> _Task objective_
Reproduce the stretch of entries from the line containing "Find the doorway" through the line containing "pixel 713 411", replacing "storefront window" with "shop window" and leaving everything else unchanged.

> _Records for the exercise_
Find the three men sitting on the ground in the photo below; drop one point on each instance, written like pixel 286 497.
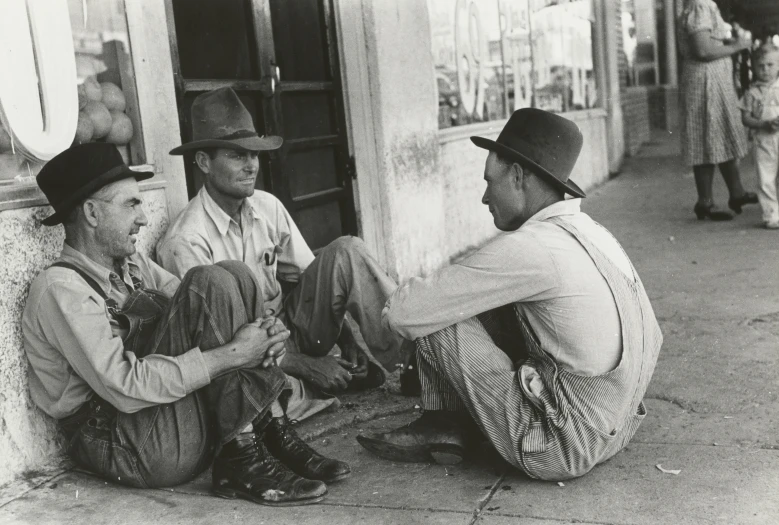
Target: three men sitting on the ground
pixel 543 341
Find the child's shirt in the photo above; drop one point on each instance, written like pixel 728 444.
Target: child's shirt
pixel 761 100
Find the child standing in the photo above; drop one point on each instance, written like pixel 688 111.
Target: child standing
pixel 760 113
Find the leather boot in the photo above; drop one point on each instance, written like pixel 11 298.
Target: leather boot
pixel 245 469
pixel 284 443
pixel 436 436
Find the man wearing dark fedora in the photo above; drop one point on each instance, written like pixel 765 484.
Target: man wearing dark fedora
pixel 543 341
pixel 154 379
pixel 230 220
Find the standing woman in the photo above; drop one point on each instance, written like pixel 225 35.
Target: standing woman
pixel 712 133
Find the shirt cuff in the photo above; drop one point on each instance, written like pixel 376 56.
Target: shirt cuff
pixel 193 369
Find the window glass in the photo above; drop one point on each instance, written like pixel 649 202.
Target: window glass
pixel 104 98
pixel 495 56
pixel 638 42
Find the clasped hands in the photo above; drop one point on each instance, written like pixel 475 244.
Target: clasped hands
pixel 261 342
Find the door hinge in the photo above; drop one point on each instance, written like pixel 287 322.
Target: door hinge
pixel 351 168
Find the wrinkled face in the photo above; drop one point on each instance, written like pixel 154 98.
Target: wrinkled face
pixel 504 195
pixel 120 216
pixel 232 173
pixel 767 67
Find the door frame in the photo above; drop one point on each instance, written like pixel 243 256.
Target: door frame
pixel 364 128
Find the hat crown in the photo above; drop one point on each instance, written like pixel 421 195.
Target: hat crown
pixel 75 168
pixel 220 114
pixel 549 140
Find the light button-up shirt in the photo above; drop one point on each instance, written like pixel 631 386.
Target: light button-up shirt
pixel 269 242
pixel 75 348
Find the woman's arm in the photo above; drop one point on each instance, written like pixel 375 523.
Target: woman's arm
pixel 706 48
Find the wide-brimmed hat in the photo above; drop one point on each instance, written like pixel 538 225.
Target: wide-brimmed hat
pixel 80 171
pixel 220 120
pixel 549 144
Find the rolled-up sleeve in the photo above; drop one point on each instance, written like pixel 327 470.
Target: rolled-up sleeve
pixel 76 323
pixel 509 269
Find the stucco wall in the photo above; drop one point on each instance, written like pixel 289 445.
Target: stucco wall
pixel 431 181
pixel 28 438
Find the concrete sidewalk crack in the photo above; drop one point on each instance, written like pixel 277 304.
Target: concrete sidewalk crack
pixel 486 499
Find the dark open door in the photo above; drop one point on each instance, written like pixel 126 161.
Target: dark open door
pixel 281 58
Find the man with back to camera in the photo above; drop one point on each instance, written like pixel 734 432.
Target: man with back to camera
pixel 544 339
pixel 229 220
pixel 154 379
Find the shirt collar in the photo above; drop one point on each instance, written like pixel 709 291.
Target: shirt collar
pixel 98 272
pixel 218 215
pixel 563 207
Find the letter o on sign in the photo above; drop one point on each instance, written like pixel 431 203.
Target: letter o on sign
pixel 38 99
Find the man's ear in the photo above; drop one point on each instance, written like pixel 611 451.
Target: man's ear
pixel 203 161
pixel 517 174
pixel 89 208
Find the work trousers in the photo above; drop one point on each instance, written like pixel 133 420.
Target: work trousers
pixel 170 444
pixel 767 160
pixel 344 277
pixel 472 365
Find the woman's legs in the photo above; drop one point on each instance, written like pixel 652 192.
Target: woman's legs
pixel 732 178
pixel 704 179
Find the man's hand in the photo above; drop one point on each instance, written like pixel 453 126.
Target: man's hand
pixel 259 342
pixel 274 326
pixel 354 360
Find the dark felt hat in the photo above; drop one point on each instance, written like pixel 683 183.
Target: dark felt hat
pixel 220 120
pixel 549 144
pixel 80 171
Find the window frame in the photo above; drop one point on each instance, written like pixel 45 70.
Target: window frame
pixel 455 133
pixel 158 113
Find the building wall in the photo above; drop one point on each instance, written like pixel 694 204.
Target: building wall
pixel 428 183
pixel 635 109
pixel 28 438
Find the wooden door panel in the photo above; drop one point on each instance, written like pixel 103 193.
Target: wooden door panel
pixel 280 56
pixel 307 114
pixel 311 171
pixel 299 35
pixel 213 39
pixel 319 222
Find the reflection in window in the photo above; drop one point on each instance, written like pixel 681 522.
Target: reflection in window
pixel 107 102
pixel 495 56
pixel 638 42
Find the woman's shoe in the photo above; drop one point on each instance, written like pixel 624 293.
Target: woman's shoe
pixel 703 211
pixel 736 203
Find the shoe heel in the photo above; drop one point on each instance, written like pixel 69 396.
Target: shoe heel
pixel 446 454
pixel 225 492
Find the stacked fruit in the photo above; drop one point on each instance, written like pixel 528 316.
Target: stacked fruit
pixel 101 113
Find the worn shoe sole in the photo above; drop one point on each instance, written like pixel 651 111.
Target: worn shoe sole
pixel 441 453
pixel 230 493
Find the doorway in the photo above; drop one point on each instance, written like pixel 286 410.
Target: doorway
pixel 281 58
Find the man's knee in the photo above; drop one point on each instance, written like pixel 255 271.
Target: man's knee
pixel 347 244
pixel 213 276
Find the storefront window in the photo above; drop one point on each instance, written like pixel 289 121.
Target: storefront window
pixel 495 56
pixel 639 39
pixel 70 85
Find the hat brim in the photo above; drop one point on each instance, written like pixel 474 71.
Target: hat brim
pixel 113 175
pixel 269 143
pixel 569 187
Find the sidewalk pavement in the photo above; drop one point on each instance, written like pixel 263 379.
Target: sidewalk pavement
pixel 713 411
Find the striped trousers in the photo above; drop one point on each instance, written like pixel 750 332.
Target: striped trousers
pixel 471 366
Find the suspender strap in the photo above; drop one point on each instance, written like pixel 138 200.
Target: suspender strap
pixel 91 282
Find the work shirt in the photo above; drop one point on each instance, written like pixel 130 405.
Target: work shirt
pixel 545 272
pixel 74 347
pixel 761 100
pixel 269 242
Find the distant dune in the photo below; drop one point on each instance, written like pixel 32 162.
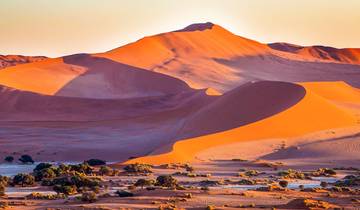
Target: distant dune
pixel 13 60
pixel 171 96
pixel 313 113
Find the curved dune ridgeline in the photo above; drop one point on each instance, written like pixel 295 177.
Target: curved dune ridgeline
pixel 312 113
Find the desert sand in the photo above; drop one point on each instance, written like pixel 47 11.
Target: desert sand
pixel 199 95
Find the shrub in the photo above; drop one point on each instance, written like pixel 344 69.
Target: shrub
pixel 252 173
pixel 23 180
pixel 89 197
pixel 42 166
pixel 292 174
pixel 9 158
pixel 123 193
pixel 324 172
pixel 105 170
pixel 4 180
pixel 323 184
pixel 138 168
pixel 144 182
pixel 95 162
pixel 2 189
pixel 67 189
pixel 166 181
pixel 26 159
pixel 46 173
pixel 283 183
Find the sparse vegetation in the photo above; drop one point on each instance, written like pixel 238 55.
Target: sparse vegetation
pixel 123 193
pixel 95 162
pixel 166 181
pixel 26 159
pixel 283 183
pixel 144 182
pixel 23 180
pixel 9 159
pixel 89 197
pixel 138 168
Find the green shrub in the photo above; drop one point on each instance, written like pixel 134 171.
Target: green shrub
pixel 2 189
pixel 9 159
pixel 46 173
pixel 123 193
pixel 283 183
pixel 105 170
pixel 23 180
pixel 67 189
pixel 138 168
pixel 89 197
pixel 144 182
pixel 95 162
pixel 166 181
pixel 26 159
pixel 42 166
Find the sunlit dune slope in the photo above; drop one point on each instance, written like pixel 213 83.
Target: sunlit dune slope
pixel 13 60
pixel 312 113
pixel 203 55
pixel 86 76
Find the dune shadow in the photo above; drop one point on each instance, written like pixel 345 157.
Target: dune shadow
pixel 281 69
pixel 105 78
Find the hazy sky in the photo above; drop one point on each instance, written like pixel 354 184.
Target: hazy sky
pixel 54 28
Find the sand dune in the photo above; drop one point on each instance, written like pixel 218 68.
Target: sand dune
pixel 322 53
pixel 13 60
pixel 89 77
pixel 203 55
pixel 312 113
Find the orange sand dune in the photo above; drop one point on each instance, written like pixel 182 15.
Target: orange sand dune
pixel 13 60
pixel 329 54
pixel 202 55
pixel 312 113
pixel 86 76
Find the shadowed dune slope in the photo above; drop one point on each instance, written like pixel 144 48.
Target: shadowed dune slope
pixel 89 77
pixel 330 54
pixel 243 105
pixel 203 55
pixel 312 113
pixel 13 60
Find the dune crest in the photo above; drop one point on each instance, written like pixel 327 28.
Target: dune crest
pixel 312 113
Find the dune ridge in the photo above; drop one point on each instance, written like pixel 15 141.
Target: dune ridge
pixel 203 55
pixel 13 60
pixel 312 113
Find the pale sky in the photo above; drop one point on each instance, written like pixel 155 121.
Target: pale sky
pixel 55 28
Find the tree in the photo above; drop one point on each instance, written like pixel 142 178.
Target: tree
pixel 283 183
pixel 26 159
pixel 166 181
pixel 105 170
pixel 23 180
pixel 2 189
pixel 67 189
pixel 42 166
pixel 144 182
pixel 9 159
pixel 89 197
pixel 95 162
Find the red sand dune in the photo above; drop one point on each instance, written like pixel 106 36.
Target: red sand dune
pixel 141 96
pixel 203 55
pixel 312 113
pixel 12 60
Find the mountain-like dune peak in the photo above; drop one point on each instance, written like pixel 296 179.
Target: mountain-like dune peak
pixel 86 76
pixel 312 113
pixel 191 55
pixel 13 60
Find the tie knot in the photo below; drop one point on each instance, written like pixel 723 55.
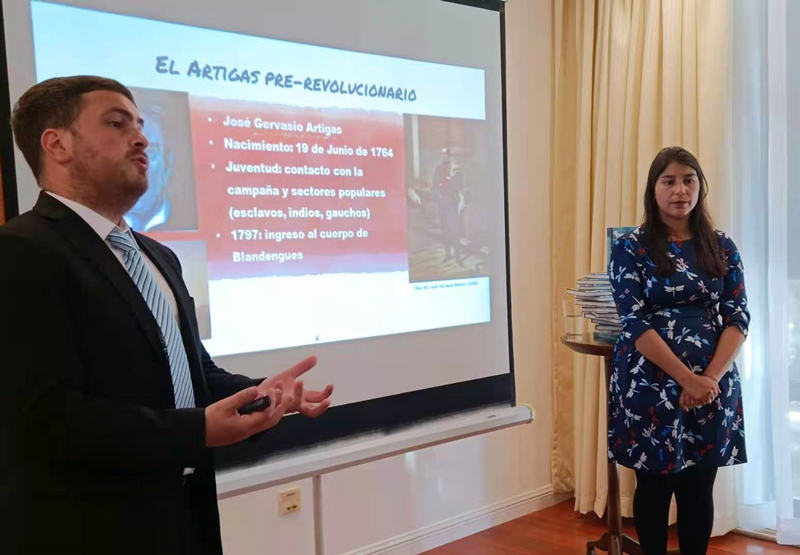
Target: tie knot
pixel 122 240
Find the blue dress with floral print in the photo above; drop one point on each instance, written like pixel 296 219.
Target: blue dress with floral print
pixel 647 430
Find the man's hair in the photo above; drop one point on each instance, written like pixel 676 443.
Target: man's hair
pixel 54 103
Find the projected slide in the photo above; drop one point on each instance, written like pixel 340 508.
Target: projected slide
pixel 312 194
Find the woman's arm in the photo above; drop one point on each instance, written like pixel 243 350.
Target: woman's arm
pixel 727 349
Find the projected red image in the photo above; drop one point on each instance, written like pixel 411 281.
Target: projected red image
pixel 446 188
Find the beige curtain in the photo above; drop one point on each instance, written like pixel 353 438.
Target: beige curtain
pixel 629 77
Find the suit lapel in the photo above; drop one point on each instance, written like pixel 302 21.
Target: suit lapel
pixel 91 248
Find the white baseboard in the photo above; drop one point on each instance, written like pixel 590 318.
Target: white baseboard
pixel 465 524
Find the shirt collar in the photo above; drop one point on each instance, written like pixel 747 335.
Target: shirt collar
pixel 100 224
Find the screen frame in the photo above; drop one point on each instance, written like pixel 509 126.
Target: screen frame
pixel 386 414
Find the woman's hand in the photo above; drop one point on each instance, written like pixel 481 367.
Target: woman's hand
pixel 698 390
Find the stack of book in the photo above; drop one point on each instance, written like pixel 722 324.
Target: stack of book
pixel 593 295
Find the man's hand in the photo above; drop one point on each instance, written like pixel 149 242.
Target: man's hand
pixel 224 424
pixel 308 402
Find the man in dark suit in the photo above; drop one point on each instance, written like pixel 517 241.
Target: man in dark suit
pixel 109 401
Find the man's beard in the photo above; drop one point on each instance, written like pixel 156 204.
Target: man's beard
pixel 108 184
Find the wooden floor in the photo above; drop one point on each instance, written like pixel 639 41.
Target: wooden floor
pixel 559 529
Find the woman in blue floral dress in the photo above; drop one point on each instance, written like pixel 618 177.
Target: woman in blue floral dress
pixel 675 404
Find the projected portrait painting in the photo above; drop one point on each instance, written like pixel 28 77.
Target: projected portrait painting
pixel 446 188
pixel 169 203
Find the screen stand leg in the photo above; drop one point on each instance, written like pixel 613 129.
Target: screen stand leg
pixel 316 481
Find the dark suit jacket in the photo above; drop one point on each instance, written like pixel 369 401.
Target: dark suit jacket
pixel 92 449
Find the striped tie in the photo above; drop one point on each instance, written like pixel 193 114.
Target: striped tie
pixel 170 332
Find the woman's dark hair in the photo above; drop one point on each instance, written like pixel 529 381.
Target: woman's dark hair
pixel 655 233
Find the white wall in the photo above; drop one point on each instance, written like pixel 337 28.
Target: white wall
pixel 416 501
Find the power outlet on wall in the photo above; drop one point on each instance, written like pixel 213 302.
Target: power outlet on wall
pixel 289 501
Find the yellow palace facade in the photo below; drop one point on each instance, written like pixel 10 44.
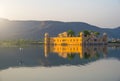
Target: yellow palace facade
pixel 64 39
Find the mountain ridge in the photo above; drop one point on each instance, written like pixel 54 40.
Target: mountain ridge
pixel 34 29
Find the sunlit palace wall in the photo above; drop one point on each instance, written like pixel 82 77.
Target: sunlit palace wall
pixel 64 39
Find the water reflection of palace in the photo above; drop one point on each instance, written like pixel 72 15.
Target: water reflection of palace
pixel 69 51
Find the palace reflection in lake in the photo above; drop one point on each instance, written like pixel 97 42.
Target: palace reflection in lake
pixel 69 51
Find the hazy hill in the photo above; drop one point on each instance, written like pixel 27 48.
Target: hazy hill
pixel 36 29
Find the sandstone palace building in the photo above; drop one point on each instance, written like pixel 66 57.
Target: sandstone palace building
pixel 65 39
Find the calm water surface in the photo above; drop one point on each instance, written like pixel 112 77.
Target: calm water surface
pixel 58 63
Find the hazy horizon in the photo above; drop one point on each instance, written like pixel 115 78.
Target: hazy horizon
pixel 101 13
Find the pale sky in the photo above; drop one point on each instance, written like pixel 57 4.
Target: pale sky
pixel 102 13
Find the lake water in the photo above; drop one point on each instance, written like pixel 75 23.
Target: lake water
pixel 60 63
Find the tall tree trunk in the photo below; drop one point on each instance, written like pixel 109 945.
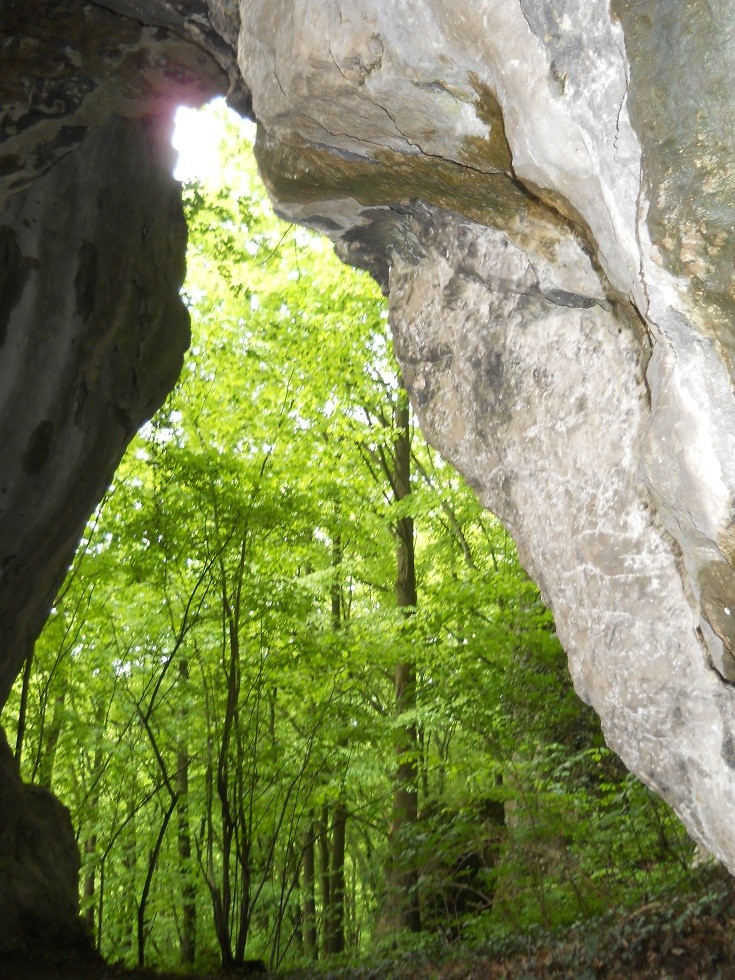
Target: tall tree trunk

> _In response_
Find the doorway in the photo above; drop one point on each instance, written like pixel 286 410.
Target: doorway
pixel 281 58
Find the man's knee in the photo above; drop one point on each instance, written like pixel 255 271.
Target: man's knee
pixel 347 244
pixel 213 276
Find the shop window in the photo above; drop one point on each instance, written like pixel 289 121.
Target: shop window
pixel 495 56
pixel 639 39
pixel 70 85
Find the hat brim in the photo above; drop one point on each instance, written like pixel 474 71.
Target: hat brim
pixel 113 175
pixel 269 143
pixel 569 187
Find the sidewalk pavement in the photo above; drop one point on each instance, written like pixel 263 379.
Target: sidewalk pavement
pixel 713 411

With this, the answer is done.